**What you should do:**
Can you write out all of the following items again, requests included, but with every point coordinate in the answers multiplied by 1.95 and rounded to the nearest whole number (halves rounding up), while the numbers in the requests and their sample layouts stay unchanged? Leave the pictures out.

**Materials provided:**
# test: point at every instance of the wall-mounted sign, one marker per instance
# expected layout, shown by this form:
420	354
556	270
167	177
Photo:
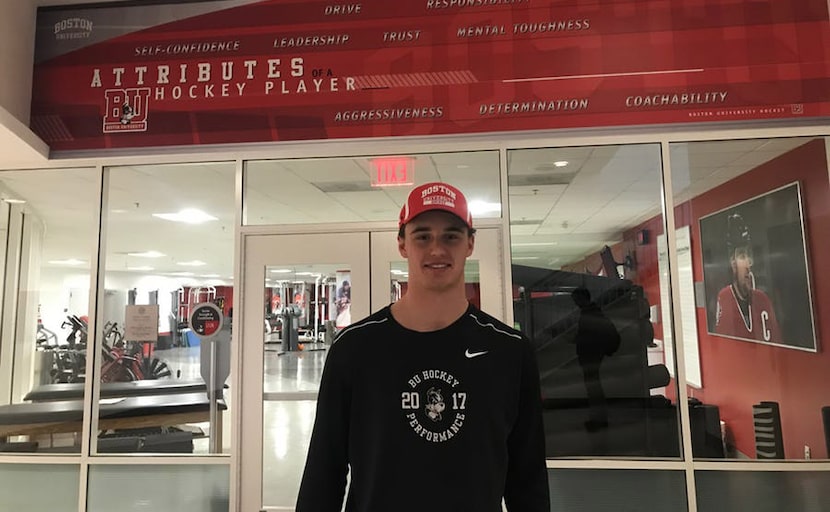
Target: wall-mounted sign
141	322
392	171
231	71
206	320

**Final answer:**
# test: point at every instance of the wall-mounted sign, one marker per instance
# expected layout, shown by this form:
420	354
556	270
167	177
Photo:
Target: wall-mounted sign
275	628
764	333
450	138
402	624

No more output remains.